● TEXT UNDER STUDY
Segment Open

      I have attached new riders in all my leases to make sure that subletting or sharing of apartment, etc, must be approved by the landlord, in writing or face immediate eviction.

      • J says

        Booze bottles? Hookers? Gimme an fn break-sounds like normal tenant behavior not Air guests… As someone who has rented to over 100 guests over a 2year period, the biggest problem I’ve encountered is too much hair in the shower drain. But then again I’m renting to European tourists and not shady lowlifes.

        • not greedy just profitable

          What if a tenant becomes addicted to the host money for airbnb and hookers take turns using their profiles to rent the same apartment every weekend?

          That would be “over 100 guests over a 2year period.”

          This is just not a good idea. It’s going to blow up in everyone’s face and I don’t mean bed bugs.

          Something is going to go wrong and all these terrible news stories that are being dismissed will snowball into something bigger.

          There’s no oversight and when they do get caught, Airbnb makes a big show about lavishing hotel rooms on the victimized hosts who obviously have an appetite for luxury given the prices they are charging to do these poor tourists a favor and letting them experience a weekend in NY or SF that they otherwise couldn’t afford. How charitable.

Segment Closed

● ACTIVITY 1
Rewrite the Airbnb comments starting at "That would be" and ending at "afford. How charitable.", swapping "bed bugs" for "roaches".
● ACTIVITY 2
Carry on the comment thread about Airbnb subletting from the point where it stops.
The items after this point have nothing to do with the Airbnb comments.

● RAW DATA
Segment Open

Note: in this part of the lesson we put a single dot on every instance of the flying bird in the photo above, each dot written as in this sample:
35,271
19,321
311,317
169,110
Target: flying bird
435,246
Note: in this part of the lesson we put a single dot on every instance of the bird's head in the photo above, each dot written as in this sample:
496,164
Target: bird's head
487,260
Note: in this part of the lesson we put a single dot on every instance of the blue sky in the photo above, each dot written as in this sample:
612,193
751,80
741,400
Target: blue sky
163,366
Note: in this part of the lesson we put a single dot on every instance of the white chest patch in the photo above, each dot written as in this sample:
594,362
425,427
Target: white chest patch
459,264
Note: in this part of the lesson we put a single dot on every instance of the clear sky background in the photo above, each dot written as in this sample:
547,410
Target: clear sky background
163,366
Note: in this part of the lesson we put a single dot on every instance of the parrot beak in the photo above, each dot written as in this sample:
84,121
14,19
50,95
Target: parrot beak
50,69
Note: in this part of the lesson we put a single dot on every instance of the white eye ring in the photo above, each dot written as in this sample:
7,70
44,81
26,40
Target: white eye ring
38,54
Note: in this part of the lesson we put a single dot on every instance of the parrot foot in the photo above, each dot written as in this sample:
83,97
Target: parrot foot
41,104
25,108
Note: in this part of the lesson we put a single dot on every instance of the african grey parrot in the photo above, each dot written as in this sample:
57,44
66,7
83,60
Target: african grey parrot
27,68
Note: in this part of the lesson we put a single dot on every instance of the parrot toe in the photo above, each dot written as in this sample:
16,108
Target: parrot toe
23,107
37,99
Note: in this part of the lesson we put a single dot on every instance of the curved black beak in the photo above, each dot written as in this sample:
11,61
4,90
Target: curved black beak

Segment Closed

● TASK RESULT 1
That would be “over 100 guests over a 2year period.”

          This is just not a good idea. It’s going to blow up in everyone’s face and I don’t mean roaches.

          Something is going to go wrong and all these terrible news stories that are being dismissed will snowball into something bigger.

          There’s no oversight and when they do get caught, Airbnb makes a big show about lavishing hotel rooms on the victimized hosts who obviously have an appetite for luxury given the prices they are charging to do these poor tourists a favor and letting them experience a weekend in NY or SF that they otherwise couldn’t afford. How charitable.

● TASK RESULT 2
          • J says

            There’s no oversight? What do you want, 24/7 surveillance on anyone who rents my place? You obviously don’t know stats very well. With over 17,000 reservations performed every day, that’s 6million+ a year. Someone was once a hooker? Boo hoo, I used to work at the Plaza and half the guests were turning tricks. We should shut them down.

          • even heartbleed hates airbnb

            the latest revelation came about because the massage customer slashed the hooker over a payment dispute and the cops showed up

            how many buildings lies in NYC have the cops showing up as a common occurrence? because that could totally happen.

            That article is an advertisment and instruction manual for criminals on how to privately use buildings all over Manhattan temporarily and without leaving a trace because Airbnb has successfully denied the AG’s attempts to get their records.


            We need a David Chiu in New York City government before it’s too late:


          • j says

            once again. your stats suck. the odds of this happening are 1 to 6million+.
            An instruction manual my ass… You obviously didn’t live in the city before internetz was born- a time when no one kept records on everyone in every single building. Such an asinine argument I won’t waste anymore energy.

        • delightful

          who cleans the drains? your landlord or you?

          • j says

            me- I’ve been blessed with two working hands. if its a heavy duty job- I call the super and tip him a 100 bucks. (More than he makes in 2 days probably)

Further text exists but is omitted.